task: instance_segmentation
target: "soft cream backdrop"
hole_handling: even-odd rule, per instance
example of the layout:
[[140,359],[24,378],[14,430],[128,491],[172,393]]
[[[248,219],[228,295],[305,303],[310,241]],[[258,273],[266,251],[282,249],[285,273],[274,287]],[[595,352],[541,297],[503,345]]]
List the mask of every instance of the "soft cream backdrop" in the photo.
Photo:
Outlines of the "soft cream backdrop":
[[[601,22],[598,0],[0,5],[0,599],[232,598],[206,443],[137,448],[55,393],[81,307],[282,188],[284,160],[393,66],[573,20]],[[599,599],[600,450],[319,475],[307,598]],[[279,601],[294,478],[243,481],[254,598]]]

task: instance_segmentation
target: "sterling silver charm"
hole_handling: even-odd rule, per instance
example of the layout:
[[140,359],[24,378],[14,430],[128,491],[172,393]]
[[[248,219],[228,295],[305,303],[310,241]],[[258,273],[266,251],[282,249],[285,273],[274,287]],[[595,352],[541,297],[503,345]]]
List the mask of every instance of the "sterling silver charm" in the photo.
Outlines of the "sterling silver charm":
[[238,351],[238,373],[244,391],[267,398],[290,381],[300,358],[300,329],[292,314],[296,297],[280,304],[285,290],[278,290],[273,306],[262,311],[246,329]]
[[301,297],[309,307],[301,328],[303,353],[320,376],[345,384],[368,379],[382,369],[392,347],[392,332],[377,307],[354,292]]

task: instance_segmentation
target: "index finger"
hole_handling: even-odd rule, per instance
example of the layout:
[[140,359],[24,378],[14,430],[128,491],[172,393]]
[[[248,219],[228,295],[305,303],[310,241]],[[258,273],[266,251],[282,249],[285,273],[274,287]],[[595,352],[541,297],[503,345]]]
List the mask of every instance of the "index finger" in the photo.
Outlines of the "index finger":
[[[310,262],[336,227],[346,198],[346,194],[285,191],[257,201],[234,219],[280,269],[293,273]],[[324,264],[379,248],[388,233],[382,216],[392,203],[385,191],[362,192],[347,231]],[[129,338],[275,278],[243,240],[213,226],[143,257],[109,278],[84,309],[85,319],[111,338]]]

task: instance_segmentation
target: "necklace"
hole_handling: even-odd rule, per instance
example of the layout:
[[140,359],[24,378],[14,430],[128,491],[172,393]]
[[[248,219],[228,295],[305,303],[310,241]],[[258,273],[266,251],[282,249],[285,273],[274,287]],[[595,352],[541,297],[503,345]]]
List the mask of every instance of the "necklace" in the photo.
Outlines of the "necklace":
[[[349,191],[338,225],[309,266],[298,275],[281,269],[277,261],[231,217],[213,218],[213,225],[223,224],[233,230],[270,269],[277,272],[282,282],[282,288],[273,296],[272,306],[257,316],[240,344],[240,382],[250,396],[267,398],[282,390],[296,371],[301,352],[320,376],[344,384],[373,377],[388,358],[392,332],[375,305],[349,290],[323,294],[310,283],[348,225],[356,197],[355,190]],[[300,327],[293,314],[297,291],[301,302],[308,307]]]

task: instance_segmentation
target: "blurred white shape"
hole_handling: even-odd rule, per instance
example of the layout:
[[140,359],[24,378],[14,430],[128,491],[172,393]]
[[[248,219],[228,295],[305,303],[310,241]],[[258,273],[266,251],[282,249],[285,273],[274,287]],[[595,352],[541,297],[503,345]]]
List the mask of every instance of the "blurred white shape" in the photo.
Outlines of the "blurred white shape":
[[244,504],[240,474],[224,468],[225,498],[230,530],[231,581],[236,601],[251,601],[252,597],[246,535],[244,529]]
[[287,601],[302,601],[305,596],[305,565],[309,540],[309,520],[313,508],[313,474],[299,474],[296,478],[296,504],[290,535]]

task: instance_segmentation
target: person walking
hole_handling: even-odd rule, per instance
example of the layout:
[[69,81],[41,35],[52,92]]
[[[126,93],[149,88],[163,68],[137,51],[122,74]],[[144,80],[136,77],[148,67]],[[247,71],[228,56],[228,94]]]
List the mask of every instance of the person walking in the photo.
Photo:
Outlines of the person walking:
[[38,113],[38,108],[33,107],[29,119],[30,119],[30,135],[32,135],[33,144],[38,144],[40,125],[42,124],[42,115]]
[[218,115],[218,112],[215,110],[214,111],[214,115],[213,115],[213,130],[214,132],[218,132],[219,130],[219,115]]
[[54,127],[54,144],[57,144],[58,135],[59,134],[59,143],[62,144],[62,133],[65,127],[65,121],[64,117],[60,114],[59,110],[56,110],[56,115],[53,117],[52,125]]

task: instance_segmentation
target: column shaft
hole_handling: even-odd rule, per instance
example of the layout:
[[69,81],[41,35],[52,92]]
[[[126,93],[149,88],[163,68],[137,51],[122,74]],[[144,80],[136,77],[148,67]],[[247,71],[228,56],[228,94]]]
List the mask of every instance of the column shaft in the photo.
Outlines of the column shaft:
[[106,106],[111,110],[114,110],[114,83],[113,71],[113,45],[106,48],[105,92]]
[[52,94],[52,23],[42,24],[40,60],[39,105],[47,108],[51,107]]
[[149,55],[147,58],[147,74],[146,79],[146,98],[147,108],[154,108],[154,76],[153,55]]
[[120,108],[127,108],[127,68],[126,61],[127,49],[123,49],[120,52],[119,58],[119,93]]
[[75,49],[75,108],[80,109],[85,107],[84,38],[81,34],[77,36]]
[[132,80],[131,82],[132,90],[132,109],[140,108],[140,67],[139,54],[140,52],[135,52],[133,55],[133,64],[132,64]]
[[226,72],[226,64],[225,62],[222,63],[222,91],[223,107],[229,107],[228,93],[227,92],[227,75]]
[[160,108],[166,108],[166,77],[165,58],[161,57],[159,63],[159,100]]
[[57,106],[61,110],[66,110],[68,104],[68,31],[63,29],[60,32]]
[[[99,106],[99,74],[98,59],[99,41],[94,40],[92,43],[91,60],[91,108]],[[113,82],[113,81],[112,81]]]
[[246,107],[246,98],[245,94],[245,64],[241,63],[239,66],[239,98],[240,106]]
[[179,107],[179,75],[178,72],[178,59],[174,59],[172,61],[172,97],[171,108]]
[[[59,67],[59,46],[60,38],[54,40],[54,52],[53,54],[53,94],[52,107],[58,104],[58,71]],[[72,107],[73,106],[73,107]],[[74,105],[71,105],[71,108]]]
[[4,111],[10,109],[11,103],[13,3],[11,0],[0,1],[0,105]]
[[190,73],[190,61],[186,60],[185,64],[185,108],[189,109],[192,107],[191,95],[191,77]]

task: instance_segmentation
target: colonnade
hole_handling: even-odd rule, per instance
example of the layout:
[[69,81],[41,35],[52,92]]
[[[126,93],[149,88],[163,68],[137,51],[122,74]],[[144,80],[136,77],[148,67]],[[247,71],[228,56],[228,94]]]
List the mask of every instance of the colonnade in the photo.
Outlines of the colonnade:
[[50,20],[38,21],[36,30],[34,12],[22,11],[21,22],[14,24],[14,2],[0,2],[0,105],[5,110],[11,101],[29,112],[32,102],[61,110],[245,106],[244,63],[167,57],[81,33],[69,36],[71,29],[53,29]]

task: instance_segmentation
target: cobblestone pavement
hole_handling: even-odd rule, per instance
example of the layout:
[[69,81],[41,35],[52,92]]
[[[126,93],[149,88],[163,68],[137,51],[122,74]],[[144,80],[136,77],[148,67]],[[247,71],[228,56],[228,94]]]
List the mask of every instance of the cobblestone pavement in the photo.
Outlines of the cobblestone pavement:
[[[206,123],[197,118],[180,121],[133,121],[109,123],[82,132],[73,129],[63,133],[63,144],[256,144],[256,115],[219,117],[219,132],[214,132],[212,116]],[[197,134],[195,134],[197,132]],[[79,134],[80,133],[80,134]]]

━━━━

GIVEN EXERCISE – Find each line in the records above that contains the string "target" and copy that line in full. Case matters, so count a match only when its capitalization is the same.

RESULT FOR THIS TASK –
target: "soft cream backdrop"
target: "sterling silver charm"
target: "index finger"
target: "necklace"
target: "blurred white shape"
target: person walking
target: column shaft
target: colonnade
target: cobblestone pavement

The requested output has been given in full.